§ EXERCISE DESCRIPTION: Convert the items into a two-column CSV with the headers note and points. Put one row per item, with each field quoted and line breaks replaced by spaces, starting at the line that has "176, row 403." and stopping after the last item.
-----
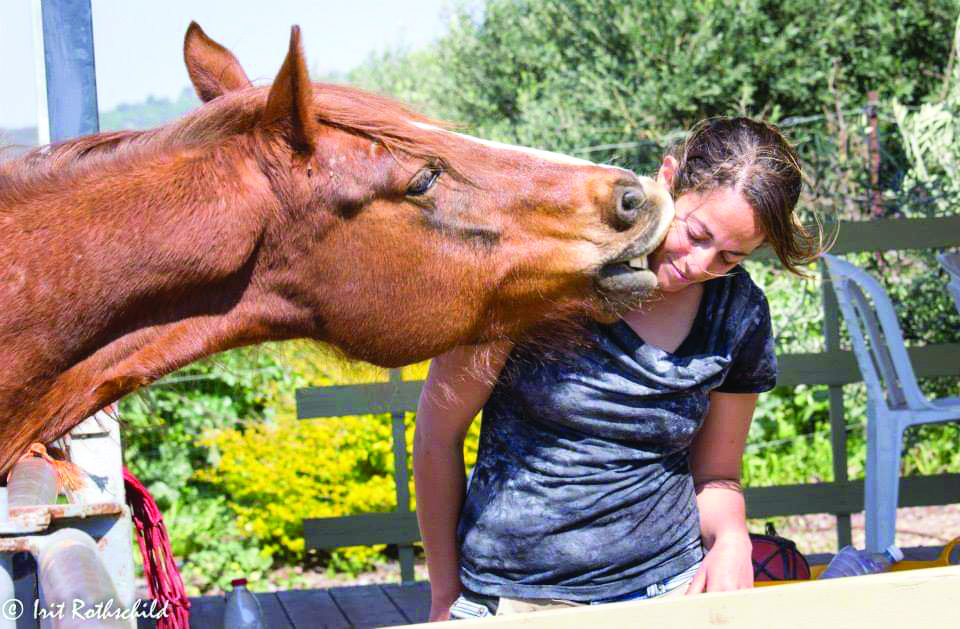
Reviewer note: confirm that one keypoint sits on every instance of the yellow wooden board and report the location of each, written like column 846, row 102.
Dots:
column 906, row 600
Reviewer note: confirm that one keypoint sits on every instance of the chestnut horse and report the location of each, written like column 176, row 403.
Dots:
column 288, row 211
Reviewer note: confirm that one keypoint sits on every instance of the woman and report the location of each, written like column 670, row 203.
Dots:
column 614, row 474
-----
§ TASK ANSWER:
note,points
"Reviewer note: confirm that one keypoint sits on every instance of the chestnut horse and report the location of each, written like column 176, row 403. Dots:","column 288, row 211"
"Reviewer note: confirm that one keypoint sits on every instance of the woman and report the location of each, written like column 670, row 203. Dots:","column 614, row 474"